Location identification items
----

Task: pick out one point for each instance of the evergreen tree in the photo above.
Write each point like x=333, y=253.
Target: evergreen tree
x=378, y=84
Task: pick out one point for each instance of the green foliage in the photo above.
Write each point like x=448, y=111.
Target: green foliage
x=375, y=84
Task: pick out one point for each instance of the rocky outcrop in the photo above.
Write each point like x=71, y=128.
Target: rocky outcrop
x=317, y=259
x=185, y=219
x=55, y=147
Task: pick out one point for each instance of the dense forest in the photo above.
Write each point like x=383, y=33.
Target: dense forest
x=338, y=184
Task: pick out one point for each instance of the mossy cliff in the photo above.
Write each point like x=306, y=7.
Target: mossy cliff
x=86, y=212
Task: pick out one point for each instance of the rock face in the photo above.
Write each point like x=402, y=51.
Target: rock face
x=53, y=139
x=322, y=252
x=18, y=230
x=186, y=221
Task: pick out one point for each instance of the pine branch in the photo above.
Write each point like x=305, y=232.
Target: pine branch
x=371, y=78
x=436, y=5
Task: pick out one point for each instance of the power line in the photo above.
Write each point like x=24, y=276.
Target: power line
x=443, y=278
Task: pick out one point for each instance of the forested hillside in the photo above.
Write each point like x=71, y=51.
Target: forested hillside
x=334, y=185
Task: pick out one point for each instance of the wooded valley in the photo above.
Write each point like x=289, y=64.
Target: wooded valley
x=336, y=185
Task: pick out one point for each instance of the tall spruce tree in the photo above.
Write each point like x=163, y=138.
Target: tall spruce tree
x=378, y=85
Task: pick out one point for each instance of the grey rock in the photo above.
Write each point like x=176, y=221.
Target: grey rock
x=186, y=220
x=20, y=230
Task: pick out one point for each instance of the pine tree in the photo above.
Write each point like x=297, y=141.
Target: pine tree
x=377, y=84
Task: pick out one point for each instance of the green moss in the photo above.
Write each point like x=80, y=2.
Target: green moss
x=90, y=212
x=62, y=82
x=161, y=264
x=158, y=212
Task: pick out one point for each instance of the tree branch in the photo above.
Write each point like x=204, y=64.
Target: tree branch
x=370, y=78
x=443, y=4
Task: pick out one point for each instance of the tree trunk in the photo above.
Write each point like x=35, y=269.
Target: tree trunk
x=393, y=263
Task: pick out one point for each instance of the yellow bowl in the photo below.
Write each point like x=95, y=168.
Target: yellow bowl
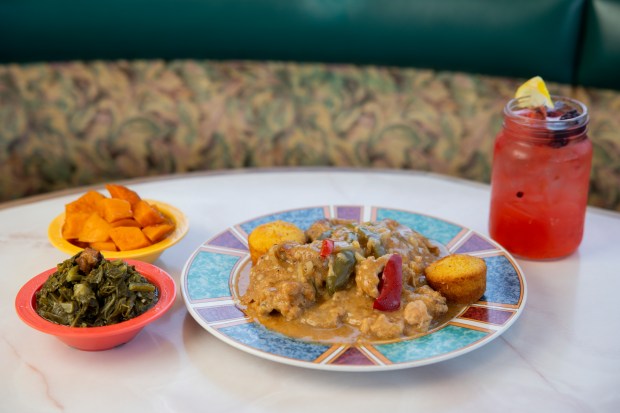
x=147, y=254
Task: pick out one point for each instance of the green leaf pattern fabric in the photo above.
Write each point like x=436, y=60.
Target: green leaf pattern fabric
x=79, y=123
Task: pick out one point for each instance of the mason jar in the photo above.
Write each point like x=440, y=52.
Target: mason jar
x=540, y=179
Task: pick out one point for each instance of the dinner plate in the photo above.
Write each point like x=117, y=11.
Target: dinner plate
x=218, y=272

----

**GIVEN PROBLEM:** Can you turn every line of the records above into a JSON list of strings, one string per line, with blank lines and pictures left out?

**EXPECTED OUTPUT:**
[
  "Task: pick out one point for each instance of the evergreen tree in the photo above.",
  "Write each point like x=333, y=253.",
  "Target: evergreen tree",
  "x=378, y=84",
  "Task: pick out one point for each instance of the green foliage in the photo above.",
  "Write each point like x=448, y=111.",
  "Target: green foliage",
  "x=375, y=84",
  "Task: pick out one point for each instance of the rocky outcrop in the photo above.",
  "Write each point like x=71, y=128.",
  "Target: rocky outcrop",
  "x=317, y=259",
  "x=185, y=219",
  "x=55, y=147",
  "Task: pick out one point for each instance of the dense forest in the photo above.",
  "Write each point like x=383, y=33.",
  "Target: dense forest",
  "x=338, y=184",
  "Task: pick out one point for each instance of the mossy cliff in the photo above.",
  "Write each point like x=306, y=7.",
  "Target: mossy cliff",
  "x=86, y=212",
  "Task: pick out one point for each instance of the rock face in the photo above.",
  "Write each point like x=402, y=51.",
  "Target: rock face",
  "x=53, y=139",
  "x=322, y=252",
  "x=18, y=230",
  "x=186, y=221",
  "Task: pick out one point for each instance of the pine branch in the photo above.",
  "Write each point like x=305, y=232.",
  "Target: pine branch",
  "x=371, y=78",
  "x=436, y=5",
  "Task: pick out one point for each instance of the power line in the photo above.",
  "Write each point like x=24, y=276.",
  "Target: power line",
  "x=443, y=278",
  "Task: pick out one point for each instance of the forested hillside in the photo above.",
  "Write each point like x=71, y=51.",
  "Target: forested hillside",
  "x=334, y=185",
  "Task: pick out one point for each instance of the wooded valley in the photo above.",
  "Write each point like x=289, y=64.",
  "Target: wooded valley",
  "x=336, y=185",
  "Task: pick out one point for each instance of the tall spruce tree in the photo above.",
  "Write each point like x=163, y=138.",
  "Target: tall spruce tree",
  "x=378, y=85",
  "Task: pick out one point for each instance of the grey rock in the photo above.",
  "Write each point like x=176, y=221.",
  "Target: grey rock",
  "x=186, y=220",
  "x=20, y=230",
  "Task: pick out one point for each instance of the pine tree in the photo above.",
  "Write each point like x=297, y=141.",
  "Target: pine tree",
  "x=377, y=84",
  "Task: pick out one point for each instance of the green moss in the photo above.",
  "Write each point like x=80, y=2.",
  "Target: green moss",
  "x=90, y=212",
  "x=62, y=82",
  "x=161, y=264",
  "x=158, y=212",
  "Task: pick out one point for each instance of the tree branch in the photo above.",
  "Write each point like x=204, y=64.",
  "Target: tree branch",
  "x=370, y=78",
  "x=443, y=4",
  "Task: pick out one point for each instance of the tree trunk in the photo above.",
  "Write each point like x=35, y=269.",
  "Target: tree trunk",
  "x=393, y=263",
  "Task: pick out one point for each instance of the yellow bowl in the photo below.",
  "Write each point like x=95, y=168.",
  "Target: yellow bowl",
  "x=147, y=254",
  "Task: pick out one point for each instance of the green leaf pattern fabric in the photo above.",
  "Write each point like x=436, y=60.",
  "Target: green leaf pattern fabric",
  "x=79, y=123",
  "Task: pick out one point for each instance of the mason jar in the photo above.",
  "Write each point like x=440, y=52.",
  "Target: mason jar",
  "x=540, y=179",
  "Task: pick out one point for each instance of the dinner plate in the photo above.",
  "Write each point like x=117, y=11.",
  "Target: dinner plate",
  "x=218, y=272"
]